◆ **Listagem**:

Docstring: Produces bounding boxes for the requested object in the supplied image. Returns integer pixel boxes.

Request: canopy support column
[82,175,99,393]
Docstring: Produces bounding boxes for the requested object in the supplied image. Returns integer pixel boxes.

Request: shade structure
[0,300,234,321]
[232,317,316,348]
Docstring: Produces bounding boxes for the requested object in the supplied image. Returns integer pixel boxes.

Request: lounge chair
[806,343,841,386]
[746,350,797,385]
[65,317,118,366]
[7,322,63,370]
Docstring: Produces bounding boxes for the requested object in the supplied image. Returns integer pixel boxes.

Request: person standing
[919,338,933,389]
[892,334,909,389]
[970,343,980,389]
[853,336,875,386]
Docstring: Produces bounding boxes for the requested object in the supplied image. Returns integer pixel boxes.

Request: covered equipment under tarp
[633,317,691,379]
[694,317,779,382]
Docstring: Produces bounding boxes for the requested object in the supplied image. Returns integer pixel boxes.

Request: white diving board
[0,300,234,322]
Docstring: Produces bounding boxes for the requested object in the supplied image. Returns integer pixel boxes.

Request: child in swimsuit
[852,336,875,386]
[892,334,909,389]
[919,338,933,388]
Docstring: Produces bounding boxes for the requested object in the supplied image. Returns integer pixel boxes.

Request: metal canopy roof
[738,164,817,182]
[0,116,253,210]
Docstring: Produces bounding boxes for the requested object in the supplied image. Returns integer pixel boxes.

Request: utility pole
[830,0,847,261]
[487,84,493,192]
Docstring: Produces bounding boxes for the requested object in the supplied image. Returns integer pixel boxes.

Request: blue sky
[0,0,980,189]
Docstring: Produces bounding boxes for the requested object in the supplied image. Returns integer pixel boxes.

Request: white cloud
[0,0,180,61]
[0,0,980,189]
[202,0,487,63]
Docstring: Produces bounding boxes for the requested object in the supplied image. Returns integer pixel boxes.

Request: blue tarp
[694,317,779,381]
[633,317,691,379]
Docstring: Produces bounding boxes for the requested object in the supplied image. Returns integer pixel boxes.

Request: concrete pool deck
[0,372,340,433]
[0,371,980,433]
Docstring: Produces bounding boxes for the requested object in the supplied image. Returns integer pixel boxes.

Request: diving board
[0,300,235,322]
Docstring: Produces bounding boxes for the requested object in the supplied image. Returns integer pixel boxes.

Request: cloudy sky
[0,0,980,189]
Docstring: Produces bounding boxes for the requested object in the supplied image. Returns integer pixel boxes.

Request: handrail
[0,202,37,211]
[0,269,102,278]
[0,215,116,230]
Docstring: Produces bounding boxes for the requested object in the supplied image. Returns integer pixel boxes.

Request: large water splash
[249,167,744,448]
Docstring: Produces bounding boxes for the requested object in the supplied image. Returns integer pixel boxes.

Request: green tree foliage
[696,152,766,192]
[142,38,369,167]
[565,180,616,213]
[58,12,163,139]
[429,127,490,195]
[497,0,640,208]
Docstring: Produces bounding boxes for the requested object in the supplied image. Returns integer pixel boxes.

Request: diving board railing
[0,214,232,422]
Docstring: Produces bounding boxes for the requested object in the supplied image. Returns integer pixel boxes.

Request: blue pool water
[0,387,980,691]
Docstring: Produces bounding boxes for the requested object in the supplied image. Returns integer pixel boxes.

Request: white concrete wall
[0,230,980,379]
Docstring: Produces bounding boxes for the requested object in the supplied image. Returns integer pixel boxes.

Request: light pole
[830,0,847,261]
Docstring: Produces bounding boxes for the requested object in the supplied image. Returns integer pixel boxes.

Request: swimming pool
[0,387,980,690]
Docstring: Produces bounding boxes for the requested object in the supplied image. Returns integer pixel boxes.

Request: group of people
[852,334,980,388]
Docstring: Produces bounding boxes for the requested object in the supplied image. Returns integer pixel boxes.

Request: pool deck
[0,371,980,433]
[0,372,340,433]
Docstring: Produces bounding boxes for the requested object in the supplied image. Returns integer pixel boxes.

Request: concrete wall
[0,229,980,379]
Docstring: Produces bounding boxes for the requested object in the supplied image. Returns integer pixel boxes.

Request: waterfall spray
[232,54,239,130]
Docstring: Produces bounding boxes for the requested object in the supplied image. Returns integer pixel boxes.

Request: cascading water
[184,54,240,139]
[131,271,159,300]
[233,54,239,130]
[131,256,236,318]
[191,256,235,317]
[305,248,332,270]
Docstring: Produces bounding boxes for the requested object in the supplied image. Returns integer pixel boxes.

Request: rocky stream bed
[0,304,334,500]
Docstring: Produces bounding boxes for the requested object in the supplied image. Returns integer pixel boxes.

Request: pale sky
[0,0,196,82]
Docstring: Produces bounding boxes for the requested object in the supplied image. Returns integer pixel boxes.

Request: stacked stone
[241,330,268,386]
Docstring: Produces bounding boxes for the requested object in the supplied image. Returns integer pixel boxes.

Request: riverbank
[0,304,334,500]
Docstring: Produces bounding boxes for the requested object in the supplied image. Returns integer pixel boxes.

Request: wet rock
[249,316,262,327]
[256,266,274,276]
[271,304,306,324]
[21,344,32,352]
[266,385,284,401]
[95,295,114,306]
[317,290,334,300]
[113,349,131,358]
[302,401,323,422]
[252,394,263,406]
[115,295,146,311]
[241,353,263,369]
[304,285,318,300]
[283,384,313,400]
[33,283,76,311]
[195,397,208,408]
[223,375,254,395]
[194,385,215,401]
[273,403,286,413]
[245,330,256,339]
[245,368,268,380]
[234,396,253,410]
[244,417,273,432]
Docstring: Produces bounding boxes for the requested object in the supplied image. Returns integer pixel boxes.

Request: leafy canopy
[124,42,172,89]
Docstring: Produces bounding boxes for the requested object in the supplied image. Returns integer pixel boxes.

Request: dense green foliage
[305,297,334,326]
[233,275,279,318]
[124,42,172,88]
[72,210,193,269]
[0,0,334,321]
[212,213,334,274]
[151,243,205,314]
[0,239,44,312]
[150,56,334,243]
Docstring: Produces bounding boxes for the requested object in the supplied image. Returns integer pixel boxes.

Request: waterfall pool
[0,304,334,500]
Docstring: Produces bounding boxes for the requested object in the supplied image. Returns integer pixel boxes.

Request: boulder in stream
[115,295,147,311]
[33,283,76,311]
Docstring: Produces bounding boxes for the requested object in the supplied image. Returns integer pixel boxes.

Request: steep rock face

◆ **O que fazer**: Duplique a listagem acima por inteiro, linha por linha, sem alterar nada.

◆ **Resposta ao problema**:
Docstring: Produces bounding boxes for the requested object in the supplied image. Returns integer pixel boxes.

Request: canopy support column
[82,175,99,393]
Docstring: Produces bounding boxes for the requested object in the supplied image. Returns integer pixel boxes.

Request: shade structure
[0,300,234,321]
[232,317,316,348]
Docstring: Produces bounding boxes for the requested object in the supplied image. Returns integer pixel boxes.

Request: lounge chair
[806,343,841,386]
[746,350,797,385]
[65,317,118,366]
[7,322,63,370]
Docstring: Produces bounding boxes for the requested object in the supplied image. Returns integer pixel boxes.

Request: person standing
[919,338,933,389]
[892,334,909,389]
[970,343,980,389]
[853,336,875,386]
Docstring: Produces bounding boxes for the requested object in the supplied image. Returns integer pixel boxes.

Request: covered equipment under tarp
[633,317,691,379]
[694,317,779,382]
Docstring: Produces bounding boxes for the requested object in the supplied image. Returns integer pixel boxes.

Request: white diving board
[0,300,234,322]
Docstring: Produces bounding boxes for the requested object in the supplied image. Returns integer pixel boxes.

Request: child in swimsuit
[852,336,875,386]
[892,334,909,389]
[919,338,933,388]
Docstring: Produces bounding boxes for the requested object in the supplied image. Returns integer pixel boxes.

Request: metal canopy roof
[738,164,817,182]
[0,116,253,210]
Docstring: Produces bounding boxes for the requested object in the supplied image. Returns integer pixel boxes.

Request: utility pole
[830,0,847,261]
[487,84,493,192]
Docstring: Produces bounding boxes for the requested object in the supplied image. Returns integer pixel boxes.

Request: blue sky
[0,0,980,189]
Docstring: Produces bounding boxes for the requested object in the supplied image. Returns integer pixel boxes.

Request: white cloud
[0,0,180,61]
[0,0,980,189]
[202,0,487,63]
Docstring: Produces bounding boxes for the requested object in the supplied image. Returns integer pixel boxes.

Request: blue tarp
[694,317,779,381]
[633,317,691,379]
Docstring: Produces bounding boxes for the requested object in the supplied image. Returns integer pixel boxes.

Request: concrete pool deck
[0,372,340,433]
[0,371,980,433]
Docstring: Produces bounding boxes for the requested object in the supplied image. Returns integer pixel boxes.

Request: diving board
[0,300,235,322]
Docstring: Produces bounding boxes for the requested object in the supplied image. Returns integer pixel boxes.

Request: cloudy sky
[0,0,980,189]
Docstring: Produces bounding boxes for the requested object in the supplied image. Returns integer pixel boxes.

Request: handrail
[0,202,37,211]
[0,269,102,278]
[0,215,116,230]
Docstring: Produces bounding boxes for the requested object in the supplied image. Returns integer pixel boxes.

Request: large water splash
[249,167,744,448]
Docstring: Produces bounding boxes for the requested object in the supplied image. Returns integer pixel boxes.

Request: green tree foliage
[696,152,766,192]
[142,38,369,167]
[565,180,616,213]
[58,12,163,139]
[429,127,490,195]
[497,0,640,208]
Docstring: Produces bounding boxes for the requested object in the supplied image. Returns integer pixel boxes.

Request: diving board railing
[0,214,232,422]
Docstring: Produces bounding boxes for the requested object in the supplied image. Returns integer pixel boxes.

Request: blue pool water
[0,387,980,691]
Docstring: Produces bounding boxes for the requested object in the supplied image. Returns integer pixel boxes.

Request: white concrete wall
[0,230,980,379]
Docstring: Produces bounding boxes for the requested object in the supplied image. Returns integer pixel boxes.

Request: light pole
[830,0,847,261]
Docstring: Produces bounding boxes for the requested object in the supplied image. Returns integer pixel boxes.

Request: swimming pool
[0,387,980,690]
Docstring: Produces bounding boxes for the requested object in the supplied image. Returns integer pixel boxes.

Request: group of people
[852,334,980,388]
Docstring: Produces bounding boxes for the requested object in the supplied image. Returns integer pixel boxes.

Request: pool deck
[0,371,980,433]
[0,372,340,433]
Docstring: Produces bounding boxes for the requested object in the supplied image. Returns integer pixel boxes.

Request: concrete wall
[0,229,980,379]
Docstring: Produces bounding boxes for the requested object in the supplied image. Returns integer pixel boxes.

Request: waterfall spray
[232,54,239,130]
Docstring: Produces bounding boxes for the requested object in the supplied image. Returns integer pixel boxes.

Request: cascading water
[184,54,240,139]
[131,271,159,300]
[233,54,239,130]
[131,256,236,318]
[191,256,235,317]
[305,248,332,270]
Docstring: Produces bounding boxes for the requested object in the supplied image. Returns integer pixel boxes.

Request: rocky stream bed
[0,304,334,500]
Docstring: Produces bounding boxes for the requested object in the supplied image. Returns integer pixel boxes.

Request: pale sky
[0,0,196,82]
Docstring: Produces bounding boxes for the requested object in the supplied image. Returns integer pixel boxes.

Request: stacked stone
[241,330,268,386]
Docstring: Produces bounding boxes for the requested object in the supplied image. Returns integer pixel boxes.

Request: riverbank
[0,304,334,500]
Docstring: Produces bounding boxes for the requested object in the supplied image. Returns integer pixel boxes.

Request: wet rock
[249,316,262,327]
[256,266,274,276]
[271,304,306,324]
[21,344,32,352]
[266,385,284,401]
[95,295,114,306]
[317,290,334,300]
[113,349,131,358]
[302,401,323,422]
[252,394,263,406]
[115,295,146,311]
[241,353,263,369]
[304,285,318,300]
[283,384,313,400]
[33,283,76,311]
[195,397,208,408]
[223,375,254,395]
[194,385,215,401]
[273,403,286,413]
[245,330,256,339]
[245,368,268,380]
[234,396,253,410]
[244,417,273,432]
Docstring: Produces bounding boxes for the requested object in the supplied image. Returns integer pixel boxes.

Request: leafy canopy
[124,42,172,89]
Docstring: Produces bounding boxes for the requested object in the supplied image. Returns integer pixel boxes.

Request: dense green foliage
[305,297,334,326]
[233,275,279,318]
[124,42,172,88]
[72,210,193,269]
[0,0,334,321]
[212,213,334,274]
[151,243,205,314]
[0,239,44,312]
[150,56,334,243]
Docstring: Produces bounding boxes for the requested object in the supplied image. Returns integer pixel boxes.

Request: waterfall pool
[0,304,334,500]
Docstring: Produces bounding boxes for the requested object in the supplied image. Returns integer pixel boxes.

Request: boulder in stream
[115,295,147,311]
[33,283,76,311]
Docstring: Produces bounding boxes for the requested object in the supplied image. Returns integer pixel boxes.

Request: steep rock face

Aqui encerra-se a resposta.